*Short problem*
For each statement below, say yes or no to whether the excerpt on the HP Spectre Fold supports it, and quote the words from that excerpt that decide it. (a) The HP Spectre Fold weighs 1.62kg. (b) The keyboard accessory has a faux leather sheet on its top only. (c) HP entered the foldable laptop market before Lenovo and Asus.

*Excerpted text*
# # # #

Foldable laptops are still a nascent technology and lag years behind foldable phones. But the HP Spectre Fold feels like the dawn of a second wave of these devices.

HP has sat in wait as Lenovo and Asus made their first steps into the foldable laptop market. Both those devices came with a high price while still feeling like a concept. The HP Spectre Fold was revealed and it seemed like it had built on these ideas for good and for bad.

The HP Spectre Fold looks far more like a traditional laptop than its key rivals but that has also brought about a stunningly high £5000/$5000. That price will put it out of the reach of many and prevent it from being up for serious consideration. But, the step forward it marks is intriguing nonetheless.

Design and Keyboard

  • Stylish design
  • Decent keyboard
  • Overall quality lacking for the high price

If you’ve laid your eyes on the Lenovo ThinkPad X1 Fold and Asus Zenbook 17 Fold OLED before seeing the new HP, its looks will immediately strike you. When closed, the HP Spectre Fold looks like your typical high-end productivity laptop – it’s just a little thicker and, when you pick it up, quite a bit heavier. It’s heavier because HP has managed to pack a 17-inch folding display into this 13-inch laptop form factor. It comes in at a 1.62kg weight, 8.5mm (unfolded) and 21.4mm (folded).

HP Spectre Fold rear
Image Credit (Trusted Reviews)

This cramming on a big display in a small stylish design is, by far, the greatest achievement of the HP Spectre Fold. The design of the Asus and Lenovo made clear these were first-generation devices but the HP can comfortably fool you in that regard.

However, it isn’t all rosy for the quality of the HP Spectre Fold, especially at its extremely high price point. It may offer less chunky and more modern-looking bezels than its rivals but, when I used them to hold the device, there was plenty of flex and the odd creaking.

The keyboard accessory brings a similar issue too. Like the Zenbook 17 Fold OLED, it wields a faux leather sheet on the top and bottom. And, like the Asus, it extends slightly too far over the edge of the plastic it sits on top of, inviting wear and feeling like it lacks the precision you’d expect when spending this much money. If foldable laptops are going to continue to cost several grand, they are going to have to use quality and robust materials throughout.

# # # #

Shape boundary entries
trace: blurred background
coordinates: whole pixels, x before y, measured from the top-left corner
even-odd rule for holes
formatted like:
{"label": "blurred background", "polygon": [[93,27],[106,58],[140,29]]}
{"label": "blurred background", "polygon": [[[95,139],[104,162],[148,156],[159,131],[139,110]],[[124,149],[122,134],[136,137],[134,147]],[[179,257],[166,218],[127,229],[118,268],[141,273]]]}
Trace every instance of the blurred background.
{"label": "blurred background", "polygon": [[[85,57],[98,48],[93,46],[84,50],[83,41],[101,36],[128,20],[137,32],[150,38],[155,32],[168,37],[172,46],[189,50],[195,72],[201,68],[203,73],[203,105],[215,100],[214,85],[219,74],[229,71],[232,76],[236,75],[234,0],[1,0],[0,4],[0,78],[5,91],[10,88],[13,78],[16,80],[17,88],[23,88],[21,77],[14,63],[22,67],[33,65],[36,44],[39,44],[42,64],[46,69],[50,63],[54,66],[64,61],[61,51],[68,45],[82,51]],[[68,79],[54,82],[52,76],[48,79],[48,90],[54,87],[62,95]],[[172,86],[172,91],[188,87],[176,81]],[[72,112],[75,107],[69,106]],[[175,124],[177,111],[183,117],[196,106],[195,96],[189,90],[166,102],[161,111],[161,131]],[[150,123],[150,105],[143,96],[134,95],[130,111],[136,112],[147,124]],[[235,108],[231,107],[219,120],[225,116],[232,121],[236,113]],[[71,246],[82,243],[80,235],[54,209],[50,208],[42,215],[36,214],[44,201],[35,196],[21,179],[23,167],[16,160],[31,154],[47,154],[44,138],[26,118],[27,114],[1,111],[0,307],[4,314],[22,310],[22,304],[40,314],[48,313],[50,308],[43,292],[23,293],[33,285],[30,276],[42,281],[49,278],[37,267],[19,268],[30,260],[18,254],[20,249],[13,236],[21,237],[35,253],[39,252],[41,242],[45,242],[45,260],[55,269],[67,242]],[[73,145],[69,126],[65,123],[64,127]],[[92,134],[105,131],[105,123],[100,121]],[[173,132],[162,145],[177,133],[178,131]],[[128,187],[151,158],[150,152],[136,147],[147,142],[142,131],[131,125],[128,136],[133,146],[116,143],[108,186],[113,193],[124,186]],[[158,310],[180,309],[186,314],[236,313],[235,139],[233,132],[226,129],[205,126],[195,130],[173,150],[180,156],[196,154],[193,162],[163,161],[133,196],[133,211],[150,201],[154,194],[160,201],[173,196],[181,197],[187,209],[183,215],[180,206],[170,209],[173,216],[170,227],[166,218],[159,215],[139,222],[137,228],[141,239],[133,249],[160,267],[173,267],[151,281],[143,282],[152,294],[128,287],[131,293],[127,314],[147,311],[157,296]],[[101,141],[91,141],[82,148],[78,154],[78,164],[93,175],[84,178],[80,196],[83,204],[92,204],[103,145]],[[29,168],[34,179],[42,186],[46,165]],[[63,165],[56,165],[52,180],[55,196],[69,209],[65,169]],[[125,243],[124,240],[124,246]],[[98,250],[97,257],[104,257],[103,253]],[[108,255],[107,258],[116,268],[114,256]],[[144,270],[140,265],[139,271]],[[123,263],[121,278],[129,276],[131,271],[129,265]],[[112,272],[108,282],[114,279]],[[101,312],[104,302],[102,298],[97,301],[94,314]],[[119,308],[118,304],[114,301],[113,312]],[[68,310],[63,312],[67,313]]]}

# # # #

*Response*
(a) Yes: "It comes in at a 1.62kg weight"
(b) No: "it wields a faux leather sheet on the top and bottom"
(c) No: "HP has sat in wait as Lenovo and Asus made their first steps into the foldable laptop market"